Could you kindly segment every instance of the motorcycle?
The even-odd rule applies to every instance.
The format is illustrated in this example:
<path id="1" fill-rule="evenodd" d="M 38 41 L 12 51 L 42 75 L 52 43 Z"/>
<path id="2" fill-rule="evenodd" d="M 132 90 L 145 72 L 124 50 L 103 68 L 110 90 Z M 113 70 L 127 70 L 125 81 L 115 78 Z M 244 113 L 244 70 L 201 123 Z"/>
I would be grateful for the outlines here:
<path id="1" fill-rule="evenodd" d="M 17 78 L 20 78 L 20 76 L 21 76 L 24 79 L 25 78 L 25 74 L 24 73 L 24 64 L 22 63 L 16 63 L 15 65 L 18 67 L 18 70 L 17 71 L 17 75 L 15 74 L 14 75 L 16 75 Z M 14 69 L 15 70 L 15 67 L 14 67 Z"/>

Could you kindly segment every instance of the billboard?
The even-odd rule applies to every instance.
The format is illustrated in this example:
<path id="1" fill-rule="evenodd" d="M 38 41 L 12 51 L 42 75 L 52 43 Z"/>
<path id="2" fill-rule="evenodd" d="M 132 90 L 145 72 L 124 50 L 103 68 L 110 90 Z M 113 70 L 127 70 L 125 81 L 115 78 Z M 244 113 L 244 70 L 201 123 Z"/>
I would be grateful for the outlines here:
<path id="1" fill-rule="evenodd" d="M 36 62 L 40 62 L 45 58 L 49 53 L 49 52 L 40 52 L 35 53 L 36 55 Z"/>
****************************************
■ WHAT THE TASK ASKS: Format every line of the material above as a JSON list of strings, one string per line, leaving out blank lines.

■ EXERCISE RESPONSE:
[
  "Could you kindly segment every instance of the motorcycle?",
  "The even-odd rule applies to every instance.",
  "The format is illustrated in this example:",
  "<path id=\"1\" fill-rule=\"evenodd\" d=\"M 38 41 L 12 51 L 42 75 L 52 43 Z\"/>",
  "<path id=\"2\" fill-rule=\"evenodd\" d=\"M 132 90 L 145 72 L 124 50 L 103 68 L 110 90 Z M 113 70 L 127 70 L 125 81 L 115 78 Z M 244 113 L 244 70 L 201 123 Z\"/>",
  "I would be grateful for the outlines here:",
  "<path id=\"1\" fill-rule=\"evenodd\" d=\"M 17 78 L 20 78 L 20 76 L 21 76 L 24 79 L 25 78 L 25 74 L 24 73 L 24 64 L 22 63 L 16 63 L 15 65 L 18 67 L 18 70 L 17 71 L 17 75 L 15 74 L 14 75 L 16 75 Z M 14 69 L 15 70 L 15 67 L 14 67 Z\"/>",
  "Could you kindly segment every instance of the billboard?",
  "The even-odd rule applies to every instance.",
  "The format is illustrated in this example:",
  "<path id=\"1\" fill-rule=\"evenodd\" d=\"M 38 41 L 12 51 L 42 75 L 52 43 Z\"/>",
  "<path id=\"2\" fill-rule=\"evenodd\" d=\"M 132 90 L 145 72 L 124 50 L 103 68 L 110 90 Z M 113 70 L 127 70 L 125 81 L 115 78 Z M 244 113 L 244 70 L 201 123 Z\"/>",
  "I would be grateful for the outlines here:",
  "<path id=\"1\" fill-rule=\"evenodd\" d=\"M 36 62 L 40 62 L 45 58 L 49 53 L 49 52 L 40 52 L 35 53 L 36 55 Z\"/>"
]